══ STUDY MATERIAL ══

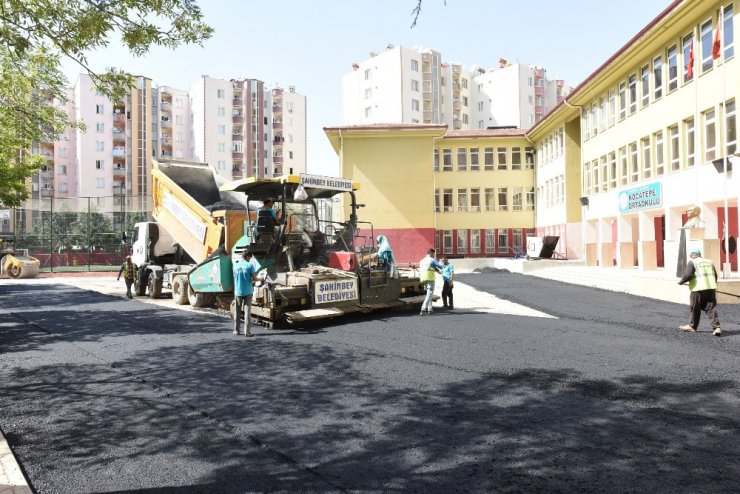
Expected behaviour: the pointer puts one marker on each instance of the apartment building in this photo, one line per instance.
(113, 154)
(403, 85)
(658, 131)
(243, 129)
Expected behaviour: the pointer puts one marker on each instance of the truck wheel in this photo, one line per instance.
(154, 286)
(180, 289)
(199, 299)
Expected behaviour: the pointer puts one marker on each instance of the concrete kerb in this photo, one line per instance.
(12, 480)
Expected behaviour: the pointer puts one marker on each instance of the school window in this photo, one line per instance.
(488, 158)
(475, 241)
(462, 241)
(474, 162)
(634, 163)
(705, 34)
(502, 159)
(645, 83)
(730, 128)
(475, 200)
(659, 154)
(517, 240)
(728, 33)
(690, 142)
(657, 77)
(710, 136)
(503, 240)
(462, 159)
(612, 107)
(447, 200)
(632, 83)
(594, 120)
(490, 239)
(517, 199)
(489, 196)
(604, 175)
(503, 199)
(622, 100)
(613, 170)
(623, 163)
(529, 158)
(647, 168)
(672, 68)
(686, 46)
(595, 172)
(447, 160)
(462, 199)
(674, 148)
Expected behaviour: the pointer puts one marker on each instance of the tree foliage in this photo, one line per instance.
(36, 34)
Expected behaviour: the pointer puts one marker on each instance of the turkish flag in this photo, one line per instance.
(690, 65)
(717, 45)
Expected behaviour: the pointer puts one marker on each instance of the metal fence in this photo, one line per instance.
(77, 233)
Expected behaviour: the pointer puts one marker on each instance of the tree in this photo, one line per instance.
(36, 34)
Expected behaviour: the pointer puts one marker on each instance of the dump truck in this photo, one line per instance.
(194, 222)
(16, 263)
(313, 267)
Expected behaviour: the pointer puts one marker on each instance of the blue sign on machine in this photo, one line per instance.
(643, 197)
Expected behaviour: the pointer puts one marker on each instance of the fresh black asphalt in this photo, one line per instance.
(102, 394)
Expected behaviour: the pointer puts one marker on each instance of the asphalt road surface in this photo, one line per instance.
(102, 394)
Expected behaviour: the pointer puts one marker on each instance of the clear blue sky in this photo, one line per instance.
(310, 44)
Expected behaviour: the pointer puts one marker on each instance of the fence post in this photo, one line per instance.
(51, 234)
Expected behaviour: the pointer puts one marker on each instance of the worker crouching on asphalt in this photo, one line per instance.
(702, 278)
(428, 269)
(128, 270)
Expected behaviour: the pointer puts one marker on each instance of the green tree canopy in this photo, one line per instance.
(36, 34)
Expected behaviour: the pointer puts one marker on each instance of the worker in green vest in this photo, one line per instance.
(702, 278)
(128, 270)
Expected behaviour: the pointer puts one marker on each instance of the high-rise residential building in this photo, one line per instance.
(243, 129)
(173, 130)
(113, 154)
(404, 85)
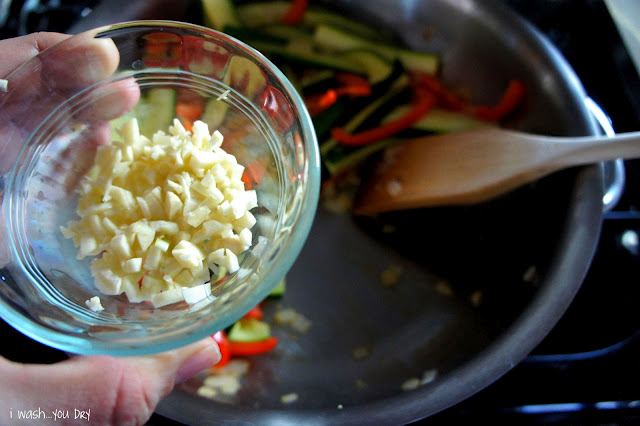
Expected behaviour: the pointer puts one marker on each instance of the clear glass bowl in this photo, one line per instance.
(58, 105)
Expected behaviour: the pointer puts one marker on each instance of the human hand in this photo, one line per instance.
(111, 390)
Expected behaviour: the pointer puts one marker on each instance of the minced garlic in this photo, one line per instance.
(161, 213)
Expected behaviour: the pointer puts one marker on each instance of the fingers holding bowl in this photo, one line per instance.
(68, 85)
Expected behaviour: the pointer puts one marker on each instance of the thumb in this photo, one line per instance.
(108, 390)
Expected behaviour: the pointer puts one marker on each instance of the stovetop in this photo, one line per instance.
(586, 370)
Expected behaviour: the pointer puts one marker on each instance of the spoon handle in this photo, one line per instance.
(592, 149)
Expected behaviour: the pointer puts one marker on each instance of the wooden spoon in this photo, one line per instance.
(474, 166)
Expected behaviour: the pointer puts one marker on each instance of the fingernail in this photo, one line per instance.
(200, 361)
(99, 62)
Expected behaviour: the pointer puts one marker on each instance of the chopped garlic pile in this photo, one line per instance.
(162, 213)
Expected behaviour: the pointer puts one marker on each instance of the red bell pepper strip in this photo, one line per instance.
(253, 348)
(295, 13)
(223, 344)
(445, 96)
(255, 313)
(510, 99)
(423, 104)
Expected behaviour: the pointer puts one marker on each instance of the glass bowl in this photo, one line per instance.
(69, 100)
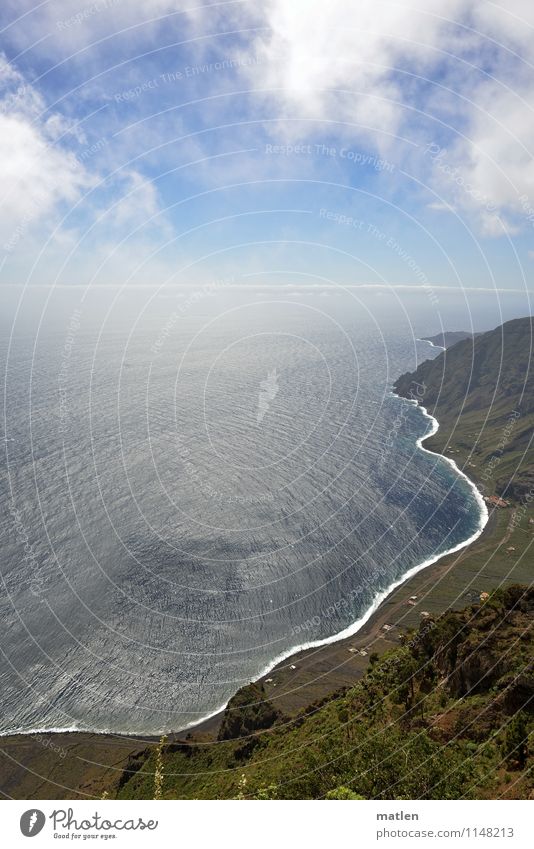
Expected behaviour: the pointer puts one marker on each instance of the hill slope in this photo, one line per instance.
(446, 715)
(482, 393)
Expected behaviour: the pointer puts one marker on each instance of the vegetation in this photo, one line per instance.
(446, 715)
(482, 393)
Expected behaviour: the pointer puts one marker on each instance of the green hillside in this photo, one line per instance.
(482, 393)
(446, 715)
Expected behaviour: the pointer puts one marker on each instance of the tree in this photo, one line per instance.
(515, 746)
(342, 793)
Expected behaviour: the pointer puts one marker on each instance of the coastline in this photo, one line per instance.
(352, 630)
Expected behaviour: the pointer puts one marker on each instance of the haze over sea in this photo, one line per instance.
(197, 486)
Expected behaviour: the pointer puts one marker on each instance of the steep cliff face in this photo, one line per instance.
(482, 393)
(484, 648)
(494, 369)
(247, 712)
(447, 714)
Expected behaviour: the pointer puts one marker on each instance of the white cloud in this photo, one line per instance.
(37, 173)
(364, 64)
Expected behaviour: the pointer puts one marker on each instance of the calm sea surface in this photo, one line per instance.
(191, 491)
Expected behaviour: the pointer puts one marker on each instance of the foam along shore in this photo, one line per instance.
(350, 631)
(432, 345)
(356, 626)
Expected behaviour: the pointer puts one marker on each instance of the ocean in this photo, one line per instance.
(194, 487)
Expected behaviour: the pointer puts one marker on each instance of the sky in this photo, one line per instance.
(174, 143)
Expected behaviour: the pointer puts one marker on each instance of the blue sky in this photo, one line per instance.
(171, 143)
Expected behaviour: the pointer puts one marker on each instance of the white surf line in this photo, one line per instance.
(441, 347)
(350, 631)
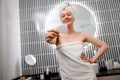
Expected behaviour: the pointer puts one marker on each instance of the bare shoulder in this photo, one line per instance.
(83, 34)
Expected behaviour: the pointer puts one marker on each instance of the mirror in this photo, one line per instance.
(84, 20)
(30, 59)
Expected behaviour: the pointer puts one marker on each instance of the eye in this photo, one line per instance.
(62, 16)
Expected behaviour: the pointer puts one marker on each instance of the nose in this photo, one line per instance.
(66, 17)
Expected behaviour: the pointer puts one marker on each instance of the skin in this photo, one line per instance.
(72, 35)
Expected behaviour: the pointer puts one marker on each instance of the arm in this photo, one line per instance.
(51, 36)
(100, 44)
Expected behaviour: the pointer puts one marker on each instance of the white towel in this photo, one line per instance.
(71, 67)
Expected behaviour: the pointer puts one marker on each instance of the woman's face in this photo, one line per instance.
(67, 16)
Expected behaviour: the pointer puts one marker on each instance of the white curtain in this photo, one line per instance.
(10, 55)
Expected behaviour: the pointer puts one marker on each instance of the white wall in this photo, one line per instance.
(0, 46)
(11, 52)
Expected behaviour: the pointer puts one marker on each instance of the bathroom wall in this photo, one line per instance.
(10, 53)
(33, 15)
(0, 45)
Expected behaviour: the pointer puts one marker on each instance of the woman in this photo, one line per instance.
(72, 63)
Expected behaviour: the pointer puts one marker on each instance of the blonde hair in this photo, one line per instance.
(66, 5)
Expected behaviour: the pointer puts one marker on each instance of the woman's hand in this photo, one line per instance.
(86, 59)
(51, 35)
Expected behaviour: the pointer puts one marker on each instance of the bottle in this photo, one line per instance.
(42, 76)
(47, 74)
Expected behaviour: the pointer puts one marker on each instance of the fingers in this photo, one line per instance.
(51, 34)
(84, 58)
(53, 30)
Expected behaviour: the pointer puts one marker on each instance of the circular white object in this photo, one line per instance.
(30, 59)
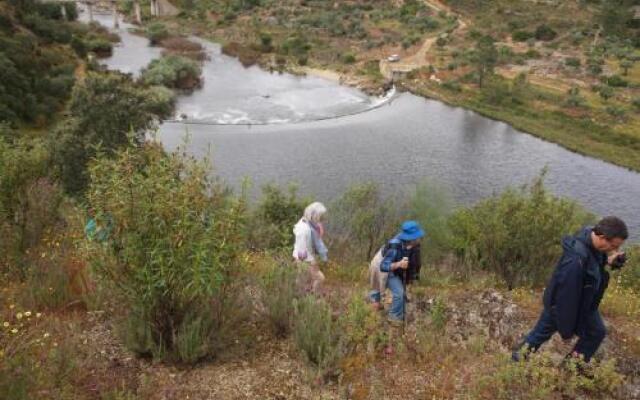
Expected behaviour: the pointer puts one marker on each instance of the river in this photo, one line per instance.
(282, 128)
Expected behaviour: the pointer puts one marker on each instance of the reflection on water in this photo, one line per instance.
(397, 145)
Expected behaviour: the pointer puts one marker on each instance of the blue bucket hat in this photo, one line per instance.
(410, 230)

═══

If a line falls between the one containing "bottle in this photo, one line per instance." and the last line of the records above, inclusive, restate it exactly; leave out the pictures and everything else.

*SOLUTION FOR THIS PROBLEM*:
Expected behaviour: the pointer puts one marker on each instance of the bottle in this photo, one line per instance.
(42, 76)
(47, 74)
Expected behaviour: the pointer puts one marker on each instance of the fingers in this photo, one line per instance.
(51, 34)
(84, 58)
(53, 30)
Expected behaviour: the pointer puts one marker on each instance of the circular white object in this photo, one line per instance.
(30, 59)
Expected behaviour: the pointer puts one marker on each instance of the river in this photo, one line per instance.
(282, 128)
Expected behaviour: the pointer puts one marker on each instance of the reflection on water in this photo, one line per instance.
(397, 145)
Expected behaviour: the pointer puts one marker on each instance of the blue bucket hat in this photo, one line per instance.
(410, 230)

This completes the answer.